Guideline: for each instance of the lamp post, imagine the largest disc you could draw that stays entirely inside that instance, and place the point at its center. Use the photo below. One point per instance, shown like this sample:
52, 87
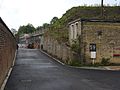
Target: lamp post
102, 8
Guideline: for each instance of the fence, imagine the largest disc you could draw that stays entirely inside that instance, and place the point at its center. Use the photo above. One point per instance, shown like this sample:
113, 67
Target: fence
7, 50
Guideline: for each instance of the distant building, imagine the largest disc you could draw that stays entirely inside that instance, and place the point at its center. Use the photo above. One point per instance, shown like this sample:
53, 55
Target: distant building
98, 39
14, 31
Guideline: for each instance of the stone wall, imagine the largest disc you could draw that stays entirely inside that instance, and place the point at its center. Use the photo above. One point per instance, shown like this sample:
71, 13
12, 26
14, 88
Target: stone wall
58, 50
7, 50
106, 36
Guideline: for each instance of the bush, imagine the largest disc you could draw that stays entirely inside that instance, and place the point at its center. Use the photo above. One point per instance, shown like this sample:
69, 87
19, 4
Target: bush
105, 61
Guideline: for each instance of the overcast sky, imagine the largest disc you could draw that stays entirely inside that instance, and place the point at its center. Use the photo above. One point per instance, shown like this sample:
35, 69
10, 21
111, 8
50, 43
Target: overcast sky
21, 12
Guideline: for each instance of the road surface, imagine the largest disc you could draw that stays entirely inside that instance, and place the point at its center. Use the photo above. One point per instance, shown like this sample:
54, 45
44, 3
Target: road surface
34, 70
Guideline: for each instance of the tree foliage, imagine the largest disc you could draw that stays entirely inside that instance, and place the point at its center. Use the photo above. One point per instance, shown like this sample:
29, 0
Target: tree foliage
26, 29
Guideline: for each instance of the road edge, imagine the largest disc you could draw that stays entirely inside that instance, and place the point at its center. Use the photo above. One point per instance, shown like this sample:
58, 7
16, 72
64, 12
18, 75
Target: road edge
89, 68
9, 72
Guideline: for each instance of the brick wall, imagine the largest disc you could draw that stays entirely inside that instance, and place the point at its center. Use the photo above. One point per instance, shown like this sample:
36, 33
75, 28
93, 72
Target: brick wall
7, 50
106, 36
58, 50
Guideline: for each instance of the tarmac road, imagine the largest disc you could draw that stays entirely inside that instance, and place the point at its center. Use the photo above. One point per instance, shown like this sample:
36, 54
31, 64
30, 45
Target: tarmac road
34, 70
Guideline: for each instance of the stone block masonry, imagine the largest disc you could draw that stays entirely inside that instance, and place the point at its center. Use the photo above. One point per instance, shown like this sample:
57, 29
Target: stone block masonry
7, 50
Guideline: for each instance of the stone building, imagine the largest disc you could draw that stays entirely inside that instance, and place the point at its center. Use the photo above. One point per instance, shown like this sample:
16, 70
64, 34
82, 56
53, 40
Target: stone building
98, 39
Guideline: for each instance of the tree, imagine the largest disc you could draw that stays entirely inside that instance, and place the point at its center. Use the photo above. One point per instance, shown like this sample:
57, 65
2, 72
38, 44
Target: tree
53, 20
45, 25
26, 29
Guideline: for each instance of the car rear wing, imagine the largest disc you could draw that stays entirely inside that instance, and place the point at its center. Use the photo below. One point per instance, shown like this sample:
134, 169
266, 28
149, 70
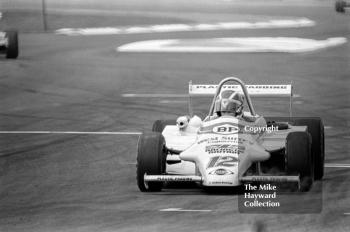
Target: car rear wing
260, 91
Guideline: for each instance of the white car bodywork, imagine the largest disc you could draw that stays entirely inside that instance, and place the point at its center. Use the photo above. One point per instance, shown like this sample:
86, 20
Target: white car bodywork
219, 150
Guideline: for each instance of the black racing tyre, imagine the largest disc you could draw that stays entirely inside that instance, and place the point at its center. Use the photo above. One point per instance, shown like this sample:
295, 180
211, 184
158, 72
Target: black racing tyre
151, 160
316, 130
12, 46
159, 125
340, 6
299, 159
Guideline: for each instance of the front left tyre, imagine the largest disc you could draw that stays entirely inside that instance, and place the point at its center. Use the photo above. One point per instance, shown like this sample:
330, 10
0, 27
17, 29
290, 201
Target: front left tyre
340, 6
151, 160
12, 44
299, 158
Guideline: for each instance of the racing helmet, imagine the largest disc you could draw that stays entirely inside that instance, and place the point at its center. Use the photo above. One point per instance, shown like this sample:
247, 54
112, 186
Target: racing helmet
229, 101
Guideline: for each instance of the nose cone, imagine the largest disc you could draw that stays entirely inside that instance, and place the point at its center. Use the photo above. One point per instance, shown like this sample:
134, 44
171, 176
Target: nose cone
222, 176
257, 153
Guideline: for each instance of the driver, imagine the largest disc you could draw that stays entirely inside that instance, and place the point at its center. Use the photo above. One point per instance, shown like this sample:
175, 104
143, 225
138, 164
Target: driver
229, 103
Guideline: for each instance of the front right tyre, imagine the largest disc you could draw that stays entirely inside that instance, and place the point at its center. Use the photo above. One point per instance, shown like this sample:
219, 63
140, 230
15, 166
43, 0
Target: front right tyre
12, 44
299, 158
151, 160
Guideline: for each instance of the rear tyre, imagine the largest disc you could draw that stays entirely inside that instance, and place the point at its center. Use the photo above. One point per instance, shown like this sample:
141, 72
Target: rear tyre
340, 6
316, 130
159, 125
299, 158
12, 46
151, 158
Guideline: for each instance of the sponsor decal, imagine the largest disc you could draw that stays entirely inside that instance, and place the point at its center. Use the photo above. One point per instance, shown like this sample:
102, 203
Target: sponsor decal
220, 182
260, 129
224, 148
165, 178
222, 161
222, 139
225, 129
238, 87
221, 172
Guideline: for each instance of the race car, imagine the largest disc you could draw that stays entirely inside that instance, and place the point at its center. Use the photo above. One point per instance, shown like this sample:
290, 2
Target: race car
230, 151
9, 44
340, 6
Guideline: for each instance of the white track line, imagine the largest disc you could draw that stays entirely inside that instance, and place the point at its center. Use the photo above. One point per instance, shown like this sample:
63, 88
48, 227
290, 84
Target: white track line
152, 95
165, 95
184, 210
329, 165
233, 45
73, 132
278, 23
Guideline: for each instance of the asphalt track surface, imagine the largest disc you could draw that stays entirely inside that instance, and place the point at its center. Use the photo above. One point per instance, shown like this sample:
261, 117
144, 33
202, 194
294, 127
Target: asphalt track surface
87, 182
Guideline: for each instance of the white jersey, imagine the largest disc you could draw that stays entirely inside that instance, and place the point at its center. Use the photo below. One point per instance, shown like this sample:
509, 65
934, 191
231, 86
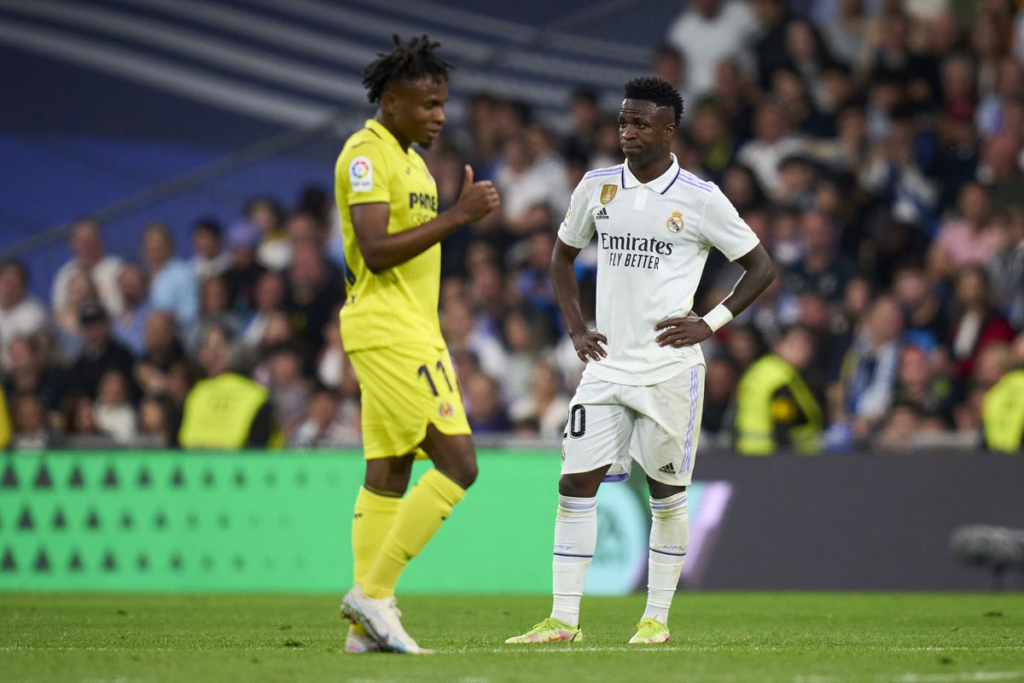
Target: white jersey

──────

** WHAT YOU HAVE TO DO **
Beginning with the line that contains "Guideline: for each instance of the asphalt" and ending with the last line of the data above, output those lines exactly and nothing more, without any pictures.

** OUTPUT OF THE TASK **
Guideline: for each instance of the asphalt track surface, imagine the largest disc you could draw that stays entirely inside that instance, and place the point at its center. Use the photo above. One point per instance, shown like this sample:
261, 117
144, 33
202, 194
294, 127
Target: asphalt track surface
87, 182
Guideline: for each instance of the white jersey, imagine the largest disc you could draw that stays entirely inside that instance, and place the point at its center. Use the photo below. One point per instance, shown like this sample:
509, 65
934, 191
231, 86
Target: white jersey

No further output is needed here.